**Objective A**:
In the forum thread about St. Peter's church, what year was the church shut?
**Objective B**:
Extend the forum thread about St. Peter's church, picking up after its final post.

**Provided text**:
:::
# St. Peter's church



## Mikeymutt (Feb 5, 2014)

St. Peter's church is a lovely ruined church just outside of Norwich sitting just off the main road.the tower collapsed into the nave which was just boarded up in the roof.it was deemed not good enough and was shut in 1936.it sits next to a house and the owner is letting it go back to nature.as I came out some lady pulled up with her teenage daughter,and next things they were scrambling through the trees to get to see it,an explorer in the making.


----------



## flyboys90 (Feb 5, 2014)

What a beautiful church,great photos.


----------



## Mikeymutt (Feb 5, 2014)

This church really is a beauty.thank you.


----------



## LittleOz (Feb 5, 2014)

Very pretty. Gotta love old churches.


----------



## Mikeymutt (Feb 5, 2014)

Thank you.norfolk has a load of them.


----------



## yash_raj_999 (Feb 5, 2014)

Thanks guys i wish the landlord do something or give it to some1 who can resore it.


----------



## Dirus_Strictus (Feb 6, 2014)

yash_raj_999 said:


> Thanks guys i wish the landlord do something or give it to some1 who can resore it.



There is nothing sadder than a disused church that has had a cheap cosmetic restoration, just left to sit in the landscape. Far better to let nature in all its forms take over the ruins - caught in the light of an early sun rise or late sun set ruins like this can be magical.
:::
**Data lines**:
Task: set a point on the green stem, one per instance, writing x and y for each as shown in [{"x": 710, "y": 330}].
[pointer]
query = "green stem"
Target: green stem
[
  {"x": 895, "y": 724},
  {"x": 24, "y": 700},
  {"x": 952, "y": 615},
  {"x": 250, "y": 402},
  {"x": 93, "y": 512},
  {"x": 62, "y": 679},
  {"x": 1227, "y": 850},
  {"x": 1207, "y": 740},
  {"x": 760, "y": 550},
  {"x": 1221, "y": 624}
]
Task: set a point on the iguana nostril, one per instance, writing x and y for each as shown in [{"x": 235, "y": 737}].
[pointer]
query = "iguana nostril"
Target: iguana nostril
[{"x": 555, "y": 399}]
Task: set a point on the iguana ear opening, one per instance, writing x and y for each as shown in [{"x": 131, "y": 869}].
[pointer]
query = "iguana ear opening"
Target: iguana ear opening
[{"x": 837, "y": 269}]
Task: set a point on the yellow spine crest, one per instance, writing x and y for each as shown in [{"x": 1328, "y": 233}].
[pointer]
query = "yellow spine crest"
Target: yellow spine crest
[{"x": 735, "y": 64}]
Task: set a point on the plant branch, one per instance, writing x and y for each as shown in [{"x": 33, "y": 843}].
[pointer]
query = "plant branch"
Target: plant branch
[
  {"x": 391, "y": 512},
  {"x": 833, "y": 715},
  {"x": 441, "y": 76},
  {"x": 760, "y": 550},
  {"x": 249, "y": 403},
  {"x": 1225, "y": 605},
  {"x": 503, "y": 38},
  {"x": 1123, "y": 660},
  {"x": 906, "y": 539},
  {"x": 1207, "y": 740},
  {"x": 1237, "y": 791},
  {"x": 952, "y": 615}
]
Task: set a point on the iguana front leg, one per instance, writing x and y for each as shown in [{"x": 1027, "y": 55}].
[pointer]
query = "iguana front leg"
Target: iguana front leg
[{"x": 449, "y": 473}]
:::
**Written response A**:
1936

**Written response B**:
----------



## Pilot (Feb 7, 2014)

One can imagine standing there, still, and feeling the emotion of the place where for centuries people have prayed. How many lives have been entwined with this place? Perhaps it is good that it is being reclaimed by nature rather than bulldozed and "redeveloped". As Dirus Strictus observes, "there is nothing sadder than a disused church".


----------



## Squeakist (Feb 7, 2014)

Amazing shots, I love this set


----------



## Mikeymutt (Feb 7, 2014)

Squeakist said:


> Amazing shots, I love this set



Thank you.this place is special and has a lovely fel to it.


----------



## Infraredd (Feb 10, 2014)

Lovely place, I'll have to find it and visit sometime - thanks


----------



## ashutchy (Feb 12, 2014)

Great pics, looks a beautiful place.


----------



## UrbanX (Feb 12, 2014)

Nice one what a beauty! 
Great photos, cheers for sharing!


----------



## sc0ttie (Feb 18, 2014)

I love this one, great place, great pics. Thanks


----------



## perjury saint (Feb 18, 2014)

*Nice!! Like it!! *


----------



## Dani1978 (Mar 20, 2014)

Hi this church is privately owned by a doctor who lives in the cottage next to it, its on his land but he's a nice guy and is happy to let people take photos. Beautiful church and great pics


----------



## addictedmedia (Mar 20, 2014)

Cracking little place and been here a few times on a permission visit , so said to see this as well what a great church.


----------



## Mikeymutt (Mar 20, 2014)

Yeah it's a lovely little place with a very friendly owner.


----------



## Northantz_Urbex (Mar 26, 2014)

lovely place mate  derelict since 1936 not too long then


----------



## Kezz44 (Mar 26, 2014)

Lovely!  Thanks for sharing!


----------



## SlimJim (Mar 28, 2014)

Looks great! Love the calm of churches. Great smell when they're more intact too.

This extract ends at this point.